DO THIS
Rewrite the lines of the data below between the line holding "Where can the metal" and the line holding "<point>670,230</point>", inclusive. Replace "metal post" with "steel pole" and change nothing else, and leave the pictures out of your answer.

EXERCISE INPUT
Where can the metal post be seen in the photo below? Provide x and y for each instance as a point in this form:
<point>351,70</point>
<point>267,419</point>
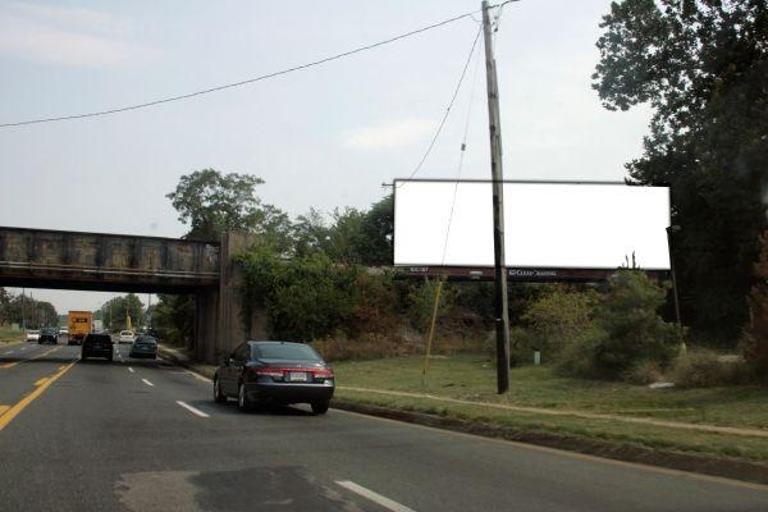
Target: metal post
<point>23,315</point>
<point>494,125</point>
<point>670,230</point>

* * *

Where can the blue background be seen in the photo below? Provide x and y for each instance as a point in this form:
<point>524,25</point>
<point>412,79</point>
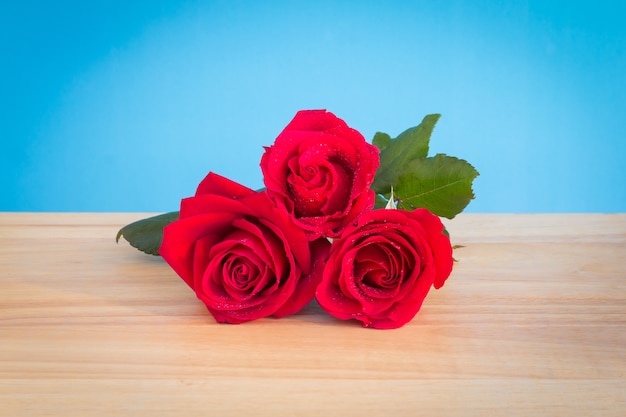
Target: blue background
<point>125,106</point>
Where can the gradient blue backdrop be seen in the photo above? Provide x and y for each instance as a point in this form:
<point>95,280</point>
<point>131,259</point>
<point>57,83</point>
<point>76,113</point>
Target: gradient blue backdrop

---

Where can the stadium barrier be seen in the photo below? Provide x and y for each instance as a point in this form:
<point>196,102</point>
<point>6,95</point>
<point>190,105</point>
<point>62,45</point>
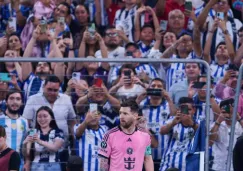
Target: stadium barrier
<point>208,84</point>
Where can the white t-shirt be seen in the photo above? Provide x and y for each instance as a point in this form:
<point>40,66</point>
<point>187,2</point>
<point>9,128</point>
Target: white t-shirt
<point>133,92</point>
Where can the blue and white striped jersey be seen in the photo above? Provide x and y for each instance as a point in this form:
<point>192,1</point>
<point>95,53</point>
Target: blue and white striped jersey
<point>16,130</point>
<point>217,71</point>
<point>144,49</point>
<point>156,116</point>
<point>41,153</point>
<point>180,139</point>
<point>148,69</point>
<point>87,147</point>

THE ANSWER
Where can the steel pole be seen in the photo below? Provide x and y for each instance as a point in this form:
<point>351,70</point>
<point>267,419</point>
Target: steel pole
<point>23,315</point>
<point>494,125</point>
<point>670,230</point>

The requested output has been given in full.